**Work required**
The data is to be reproduced in full and without error.

**Stored data**
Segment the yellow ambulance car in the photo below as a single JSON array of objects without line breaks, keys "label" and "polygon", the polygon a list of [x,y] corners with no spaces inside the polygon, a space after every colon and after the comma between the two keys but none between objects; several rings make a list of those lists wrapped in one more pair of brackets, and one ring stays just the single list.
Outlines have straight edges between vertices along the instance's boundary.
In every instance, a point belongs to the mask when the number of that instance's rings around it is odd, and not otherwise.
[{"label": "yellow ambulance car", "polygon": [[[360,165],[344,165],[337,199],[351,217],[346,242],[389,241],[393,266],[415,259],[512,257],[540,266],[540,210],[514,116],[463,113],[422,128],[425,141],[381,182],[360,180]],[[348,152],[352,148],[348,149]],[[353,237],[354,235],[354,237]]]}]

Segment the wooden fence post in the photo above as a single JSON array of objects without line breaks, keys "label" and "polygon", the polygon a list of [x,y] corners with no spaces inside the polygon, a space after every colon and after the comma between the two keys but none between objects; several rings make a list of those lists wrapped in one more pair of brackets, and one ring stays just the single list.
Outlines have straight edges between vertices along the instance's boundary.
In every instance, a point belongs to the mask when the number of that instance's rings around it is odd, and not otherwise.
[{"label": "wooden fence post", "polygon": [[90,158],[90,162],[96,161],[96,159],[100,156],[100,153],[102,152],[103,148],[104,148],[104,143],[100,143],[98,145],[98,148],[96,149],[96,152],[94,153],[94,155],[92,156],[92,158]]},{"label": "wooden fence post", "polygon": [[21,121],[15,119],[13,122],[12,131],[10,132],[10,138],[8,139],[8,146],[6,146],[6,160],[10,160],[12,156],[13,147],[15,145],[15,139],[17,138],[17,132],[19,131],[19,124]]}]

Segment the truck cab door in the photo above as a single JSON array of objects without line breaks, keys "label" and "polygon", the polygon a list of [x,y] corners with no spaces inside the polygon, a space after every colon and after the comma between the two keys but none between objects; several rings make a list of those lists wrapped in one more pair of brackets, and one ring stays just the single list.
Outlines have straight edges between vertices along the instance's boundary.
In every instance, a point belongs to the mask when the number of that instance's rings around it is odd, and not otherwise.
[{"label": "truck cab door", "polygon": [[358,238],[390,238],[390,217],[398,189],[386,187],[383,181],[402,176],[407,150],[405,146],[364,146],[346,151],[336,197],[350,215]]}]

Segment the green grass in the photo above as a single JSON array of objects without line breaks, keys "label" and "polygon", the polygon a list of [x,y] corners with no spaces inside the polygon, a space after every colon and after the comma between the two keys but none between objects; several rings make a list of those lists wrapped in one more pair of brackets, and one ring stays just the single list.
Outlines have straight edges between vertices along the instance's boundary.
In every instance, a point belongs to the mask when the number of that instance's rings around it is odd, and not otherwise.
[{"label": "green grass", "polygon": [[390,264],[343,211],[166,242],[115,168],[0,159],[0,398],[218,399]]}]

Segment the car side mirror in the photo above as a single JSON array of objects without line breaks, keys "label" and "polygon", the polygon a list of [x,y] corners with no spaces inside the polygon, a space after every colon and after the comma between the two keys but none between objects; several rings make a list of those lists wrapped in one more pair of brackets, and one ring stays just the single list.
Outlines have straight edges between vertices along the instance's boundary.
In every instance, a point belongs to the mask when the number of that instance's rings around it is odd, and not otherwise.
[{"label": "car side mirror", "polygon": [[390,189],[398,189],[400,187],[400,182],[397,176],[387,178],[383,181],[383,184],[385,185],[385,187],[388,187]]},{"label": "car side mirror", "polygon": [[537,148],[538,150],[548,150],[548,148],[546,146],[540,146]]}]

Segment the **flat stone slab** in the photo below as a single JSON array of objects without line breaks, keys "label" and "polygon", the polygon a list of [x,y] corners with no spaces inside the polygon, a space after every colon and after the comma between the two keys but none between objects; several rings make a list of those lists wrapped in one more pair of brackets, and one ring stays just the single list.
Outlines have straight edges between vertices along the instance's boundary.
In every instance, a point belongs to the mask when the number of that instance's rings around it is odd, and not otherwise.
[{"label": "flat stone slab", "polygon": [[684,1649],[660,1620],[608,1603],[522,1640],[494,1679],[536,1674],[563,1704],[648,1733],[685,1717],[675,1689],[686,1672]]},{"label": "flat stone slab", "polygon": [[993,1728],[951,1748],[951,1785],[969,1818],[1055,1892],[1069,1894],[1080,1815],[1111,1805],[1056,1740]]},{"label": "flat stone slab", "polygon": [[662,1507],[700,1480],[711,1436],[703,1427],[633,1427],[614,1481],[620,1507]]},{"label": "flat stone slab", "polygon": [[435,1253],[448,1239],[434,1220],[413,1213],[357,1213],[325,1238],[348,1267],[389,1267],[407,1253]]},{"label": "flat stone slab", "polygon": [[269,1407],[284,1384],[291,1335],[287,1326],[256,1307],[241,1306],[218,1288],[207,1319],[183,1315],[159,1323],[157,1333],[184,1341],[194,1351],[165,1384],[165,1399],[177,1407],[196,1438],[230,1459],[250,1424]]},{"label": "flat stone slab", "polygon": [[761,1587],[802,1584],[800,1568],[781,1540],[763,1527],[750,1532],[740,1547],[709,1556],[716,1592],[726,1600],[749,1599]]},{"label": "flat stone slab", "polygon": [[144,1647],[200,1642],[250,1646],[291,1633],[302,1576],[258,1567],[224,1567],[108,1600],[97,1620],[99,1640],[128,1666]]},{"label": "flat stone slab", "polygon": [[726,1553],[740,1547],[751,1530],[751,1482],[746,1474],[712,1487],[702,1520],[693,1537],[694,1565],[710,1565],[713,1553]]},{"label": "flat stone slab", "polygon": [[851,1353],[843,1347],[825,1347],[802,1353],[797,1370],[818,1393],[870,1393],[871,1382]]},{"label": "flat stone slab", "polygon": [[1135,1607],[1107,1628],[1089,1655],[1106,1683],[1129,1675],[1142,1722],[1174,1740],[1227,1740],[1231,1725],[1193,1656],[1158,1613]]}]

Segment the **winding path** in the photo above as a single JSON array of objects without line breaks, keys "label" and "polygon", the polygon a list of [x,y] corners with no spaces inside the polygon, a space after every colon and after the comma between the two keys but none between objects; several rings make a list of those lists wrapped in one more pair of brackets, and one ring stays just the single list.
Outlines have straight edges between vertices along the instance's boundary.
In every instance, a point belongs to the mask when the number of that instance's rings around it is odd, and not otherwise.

**Task result**
Segment the yellow ambulance car in the photo below as a single JSON array of objects without line breaks, keys "label" and "polygon", the polygon a list of [x,y] corners with no spaces inside the polygon, a space after every colon and after the comma between the two keys but none between objects; several rings make a list of those lists wrapped in one more pair of brackets, and one ring stays just the single list.
Outlines have straight edges between vertices along the instance's boundary.
In every instance, a point belongs to the mask when the number of that instance's rings around it is odd, and not otherwise.
[{"label": "yellow ambulance car", "polygon": [[[360,165],[344,165],[337,199],[351,217],[346,242],[389,241],[393,266],[415,259],[512,257],[540,266],[540,210],[514,116],[463,113],[422,128],[425,141],[381,182],[360,180]],[[348,152],[352,148],[348,149]],[[353,237],[354,235],[354,237]]]}]

Segment the wooden fence post in the photo above as a single JSON array of objects without line breaks, keys "label" and "polygon", the polygon a list of [x,y] corners with no spaces inside the polygon, a space after every colon and after the comma between the two keys but none between objects; several rings make a list of those lists wrapped in one more pair of brackets, and one ring stays just the single list.
Outlines have straight edges between vertices along the instance's boundary.
In every instance, a point belongs to the mask when the number of that instance's rings around it is odd, and not otherwise.
[{"label": "wooden fence post", "polygon": [[90,158],[90,162],[96,161],[96,159],[100,156],[100,153],[102,152],[103,148],[104,148],[104,143],[100,143],[98,145],[98,148],[96,149],[96,152],[94,153],[94,155],[92,156],[92,158]]},{"label": "wooden fence post", "polygon": [[21,121],[15,119],[13,122],[12,131],[10,132],[10,138],[8,139],[8,146],[6,146],[6,160],[10,160],[12,156],[13,147],[15,145],[15,139],[17,138],[17,132],[19,131],[19,124]]}]

Segment the truck cab door in the photo above as a single JSON array of objects without line breaks, keys "label" and "polygon", the polygon a list of [x,y] corners with no spaces inside the polygon, a space after every colon and after the comma between the two keys but none between objects; several rings make a list of those lists wrapped in one more pair of brackets, and one ring stays just the single list.
Outlines have straight edges between vertices along the instance's boundary.
In every instance, a point belongs to the mask when the number of that instance's rings around it is odd, and not otherwise.
[{"label": "truck cab door", "polygon": [[358,238],[390,238],[390,217],[398,189],[386,187],[383,181],[402,176],[407,150],[405,146],[364,146],[346,151],[336,197],[350,215]]}]

Segment the green grass in the photo above as a single JSON array of objects without line breaks, keys "label" and "polygon", the polygon a list of [x,y] corners with no spaces inside the polygon, a space after every colon and after the comma between the two keys but none between objects; several rings make a list of those lists wrapped in one more pair of brackets, and one ring stays just the single list.
Outlines have straight edges between vertices along the instance's boundary.
In every instance, a point belongs to the mask when the number of that instance's rings around it is odd, and not otherwise.
[{"label": "green grass", "polygon": [[390,264],[343,211],[166,242],[115,168],[0,159],[0,398],[218,399]]}]

Segment the car side mirror in the photo above as a single JSON array of objects without line breaks, keys "label" and "polygon", the polygon a list of [x,y] corners with no spaces inside the polygon, a space after every colon and after the comma between the two keys but none between objects; several rings make a list of those lists wrapped in one more pair of brackets, and one ring stays just the single list.
Outlines have straight edges between vertices along the instance's boundary.
In every instance, a point belongs to the mask when the number of that instance's rings around it is odd, and not otherwise.
[{"label": "car side mirror", "polygon": [[390,189],[398,189],[400,187],[400,182],[397,176],[387,178],[383,181],[383,184],[385,185],[385,187],[388,187]]},{"label": "car side mirror", "polygon": [[537,148],[538,150],[548,150],[548,148],[546,146],[540,146]]}]

Segment the **flat stone slab** in the photo below as a single JSON array of objects without line breaks, keys "label" and "polygon", the polygon a list of [x,y] corners with no spaces inside the polygon, a space after every colon and after the comma between the two keys but none between objects; several rings make a list of those lists wrapped in one more pair of brackets, and one ring stays just the single list.
Outlines have straight edges between vertices along the instance's boundary.
In every instance, a point belongs to the mask when the number of that instance's rings around it is odd, and not otherwise.
[{"label": "flat stone slab", "polygon": [[684,1649],[660,1620],[608,1603],[522,1640],[494,1679],[536,1674],[563,1704],[648,1733],[685,1717],[675,1689],[686,1672]]},{"label": "flat stone slab", "polygon": [[993,1728],[951,1748],[951,1785],[969,1818],[1055,1892],[1069,1894],[1080,1815],[1111,1805],[1056,1740]]},{"label": "flat stone slab", "polygon": [[662,1507],[700,1480],[711,1436],[703,1427],[633,1427],[614,1481],[620,1507]]},{"label": "flat stone slab", "polygon": [[435,1253],[448,1239],[434,1220],[413,1213],[357,1213],[325,1238],[348,1267],[389,1267],[407,1253]]},{"label": "flat stone slab", "polygon": [[269,1407],[284,1384],[291,1335],[287,1326],[256,1307],[241,1306],[218,1288],[207,1319],[183,1315],[159,1323],[157,1333],[184,1341],[194,1351],[165,1384],[165,1399],[177,1407],[196,1438],[230,1459],[250,1424]]},{"label": "flat stone slab", "polygon": [[761,1587],[802,1584],[800,1568],[781,1540],[763,1527],[750,1532],[740,1547],[709,1556],[716,1592],[726,1600],[749,1599]]},{"label": "flat stone slab", "polygon": [[144,1647],[200,1642],[250,1646],[291,1633],[302,1576],[258,1567],[224,1567],[108,1600],[97,1620],[99,1640],[128,1666]]},{"label": "flat stone slab", "polygon": [[726,1553],[740,1547],[751,1530],[751,1482],[746,1474],[712,1487],[702,1520],[693,1537],[694,1565],[710,1565],[713,1553]]},{"label": "flat stone slab", "polygon": [[851,1353],[843,1347],[825,1347],[802,1353],[797,1370],[818,1393],[870,1393],[871,1382]]},{"label": "flat stone slab", "polygon": [[1135,1607],[1107,1628],[1089,1655],[1106,1683],[1129,1675],[1142,1722],[1174,1740],[1227,1740],[1231,1725],[1193,1656],[1158,1613]]}]

Segment the **winding path** in the photo above as a single JSON array of objects without line breaks, keys "label" and "polygon", the polygon a list of [x,y] corners with no spaces inside the polygon, a space after every colon and after the comma between the two keys but none between objects; several rings make a list of those lists wrapped in one more pair of brackets, and one ring stays just the single list.
Outlines have straight edges between vertices along the instance's boundary.
In every instance, a point belongs to the mask when the number of that instance's rings around it is odd, and not otherwise.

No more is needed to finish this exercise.